- **Selected text**:
>>>
"...how this Journal came to be and why it continues..."

In 1995 I set up a website to promote my one man show, Charles Dickens LIVE!. As the site began to be noticed, a growing number of people sent email seeking more information on Dickens' life. Because my research had taken me through at least 8,000 pages of biographical material, I decided to put all that reading to use by compiling a journal of his life, and then making it available on this website. Now that I have retired my show, (due to its seasonal nature [most people in the US only think of Dickens in December] and competition from foreign imports,) this website can now be devoted entirely to the journal.

Many of the biographies I've read, of course seem largely chronological. But they will make occasional small leaps backward and forward in time in an attempt to show the relational cause and effect of one event on another. Rather than attempt to write another biography, since there are already an abundance of them, I felt it may provide a better service, particularly to Dickens scholars, to provide a day by day presentation that is purely chronological, and without editorial comment.
<<<
- **Extracted material**:
>>>
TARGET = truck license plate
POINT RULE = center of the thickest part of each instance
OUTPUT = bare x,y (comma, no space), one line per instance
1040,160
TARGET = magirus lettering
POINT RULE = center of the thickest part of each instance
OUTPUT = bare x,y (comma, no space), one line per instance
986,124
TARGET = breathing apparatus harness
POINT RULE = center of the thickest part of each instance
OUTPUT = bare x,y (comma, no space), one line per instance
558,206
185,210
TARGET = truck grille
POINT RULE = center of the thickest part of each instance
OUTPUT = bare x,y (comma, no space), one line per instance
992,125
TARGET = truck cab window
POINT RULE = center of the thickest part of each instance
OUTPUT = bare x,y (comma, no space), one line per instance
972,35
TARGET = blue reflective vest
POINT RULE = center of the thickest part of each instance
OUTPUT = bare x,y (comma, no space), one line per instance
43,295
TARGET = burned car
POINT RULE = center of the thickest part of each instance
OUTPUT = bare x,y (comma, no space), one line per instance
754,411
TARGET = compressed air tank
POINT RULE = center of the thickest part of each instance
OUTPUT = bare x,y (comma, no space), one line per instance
<<<
- **Problems**:
(a) Answer these questions from the passage about the Dickens journal, one answer per line, marked the same way:
(i) In what year was the website set up?
(ii) How many pages of biographical material did the research cover?
(iii) Which way of presenting Dickens' life was chosen instead of writing another biography?
(b) Rewrite the records as a numbered list, starting with the line that contains "TARGET = burned car" and going on through the last line of the records, with blank lines left out.

- **Responses to the exercise**:
(a)
(i) 1995
(ii) At least 8,000 pages
(iii) A day by day presentation that is purely chronological and without editorial comment

(b)
1. TARGET = burned car
2. POINT RULE = center of the thickest part of each instance
3. OUTPUT = bare x,y (comma, no space), one line per instance
4. 754,411
5. TARGET = compressed air tank
6. POINT RULE = center of the thickest part of each instance
7. OUTPUT = bare x,y (comma, no space), one line per instance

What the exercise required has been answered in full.